Entries pointing to named objects:
======
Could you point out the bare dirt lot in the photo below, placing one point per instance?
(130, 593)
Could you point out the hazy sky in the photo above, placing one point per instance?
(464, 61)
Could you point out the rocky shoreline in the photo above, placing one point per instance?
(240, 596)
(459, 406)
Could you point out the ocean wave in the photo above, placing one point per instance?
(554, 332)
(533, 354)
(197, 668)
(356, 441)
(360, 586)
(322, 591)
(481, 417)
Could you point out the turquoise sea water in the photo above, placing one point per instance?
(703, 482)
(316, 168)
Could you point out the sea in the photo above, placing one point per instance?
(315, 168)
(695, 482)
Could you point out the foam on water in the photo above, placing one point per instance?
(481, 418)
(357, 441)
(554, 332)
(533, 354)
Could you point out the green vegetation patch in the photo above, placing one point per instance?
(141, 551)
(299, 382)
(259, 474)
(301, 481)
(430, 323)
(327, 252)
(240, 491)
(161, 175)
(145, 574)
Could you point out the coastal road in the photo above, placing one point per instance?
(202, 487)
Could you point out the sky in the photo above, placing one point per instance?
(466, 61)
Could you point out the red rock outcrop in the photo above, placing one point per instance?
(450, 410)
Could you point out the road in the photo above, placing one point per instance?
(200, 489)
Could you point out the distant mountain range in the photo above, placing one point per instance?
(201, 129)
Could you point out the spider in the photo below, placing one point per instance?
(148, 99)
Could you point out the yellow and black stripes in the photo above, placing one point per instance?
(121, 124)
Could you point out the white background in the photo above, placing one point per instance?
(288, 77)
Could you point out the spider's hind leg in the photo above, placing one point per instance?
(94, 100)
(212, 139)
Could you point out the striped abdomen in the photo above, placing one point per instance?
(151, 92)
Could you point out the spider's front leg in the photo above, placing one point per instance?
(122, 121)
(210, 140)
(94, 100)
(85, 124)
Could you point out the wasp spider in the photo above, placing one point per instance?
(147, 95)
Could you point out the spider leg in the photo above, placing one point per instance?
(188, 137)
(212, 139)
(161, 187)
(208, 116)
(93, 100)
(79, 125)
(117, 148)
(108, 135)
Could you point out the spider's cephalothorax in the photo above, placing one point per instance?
======
*Goal*. Arrange all the records above as a Markdown table with columns Row and Line, giving each line its own numbered row and omitting blank lines.

*In response*.
| Row | Line |
|---|---|
| 1 | Could you point out the bare dirt lot in the photo below, placing one point per instance? |
| 2 | (130, 593) |
| 3 | Could you point out the hazy sky in the photo above, placing one point per instance? |
| 4 | (464, 61) |
| 5 | Could you point out the rocky shoreline in the photo above, placing one point per instance? |
| 6 | (240, 596) |
| 7 | (459, 406) |
| 8 | Could you point out the ocean wave in the photo above, placing one point per instance? |
| 9 | (554, 332) |
| 10 | (533, 354) |
| 11 | (197, 668) |
| 12 | (356, 441) |
| 13 | (360, 586) |
| 14 | (322, 591) |
| 15 | (481, 417) |
| 16 | Could you point out the turquoise sea water in the photo above, placing one point per instance? |
| 17 | (703, 482) |
| 18 | (316, 168) |
| 19 | Could you point out the sea in the photo above, placing one point per instance? |
| 20 | (315, 168) |
| 21 | (695, 482) |
| 22 | Could you point out the foam on water in the photo above, placing one point per instance? |
| 23 | (481, 418) |
| 24 | (357, 441) |
| 25 | (554, 332) |
| 26 | (533, 354) |
| 27 | Could you point out the green vegetation patch in the photo above, placing one point per instance? |
| 28 | (141, 551) |
| 29 | (299, 382) |
| 30 | (259, 474) |
| 31 | (301, 481) |
| 32 | (430, 323) |
| 33 | (327, 252) |
| 34 | (240, 491) |
| 35 | (161, 175) |
| 36 | (145, 574) |
| 37 | Could you point out the coastal road in the photo above, placing one point per instance? |
| 38 | (202, 487) |
| 39 | Could you point out the sky in the photo above, placing one point per instance? |
| 40 | (466, 61) |
| 41 | Could you point out the red rock outcrop in the photo above, placing one point per instance? |
| 42 | (450, 410) |
| 43 | Could you point out the road in the photo above, placing one point per instance? |
| 44 | (200, 489) |
| 45 | Could you point out the distant mountain range in the photo above, placing one point per instance? |
| 46 | (201, 129) |
| 47 | Could you point out the spider in the photo below, placing one point per instance? |
| 48 | (148, 99) |
| 49 | Could you point out the yellow and black stripes in the photo above, placing one point per instance? |
| 50 | (121, 124) |
| 51 | Could you point out the white background in the photo above, placing one point per instance? |
| 52 | (288, 77) |
| 53 | Could you point out the spider's hind leg in the photo above, placing one point per instance? |
| 54 | (94, 100) |
| 55 | (212, 139) |
| 56 | Could you point out the striped abdomen in the photo above, placing one point per instance? |
| 57 | (151, 92) |
| 58 | Could you point out the spider's front leg in the photo above, placing one point per instance? |
| 59 | (122, 121) |
| 60 | (210, 140) |
| 61 | (94, 100) |
| 62 | (85, 124) |
| 63 | Could you point out the wasp spider in the photo above, placing one point per instance? |
| 64 | (147, 95) |
| 65 | Could you point out the spider leg in the photo above, placing one point per instance? |
| 66 | (188, 137) |
| 67 | (212, 139) |
| 68 | (161, 187) |
| 69 | (208, 116) |
| 70 | (93, 100) |
| 71 | (79, 125) |
| 72 | (117, 148) |
| 73 | (108, 135) |
| 74 | Could you point out the spider's cephalothorax in the photo above, placing one point per instance? |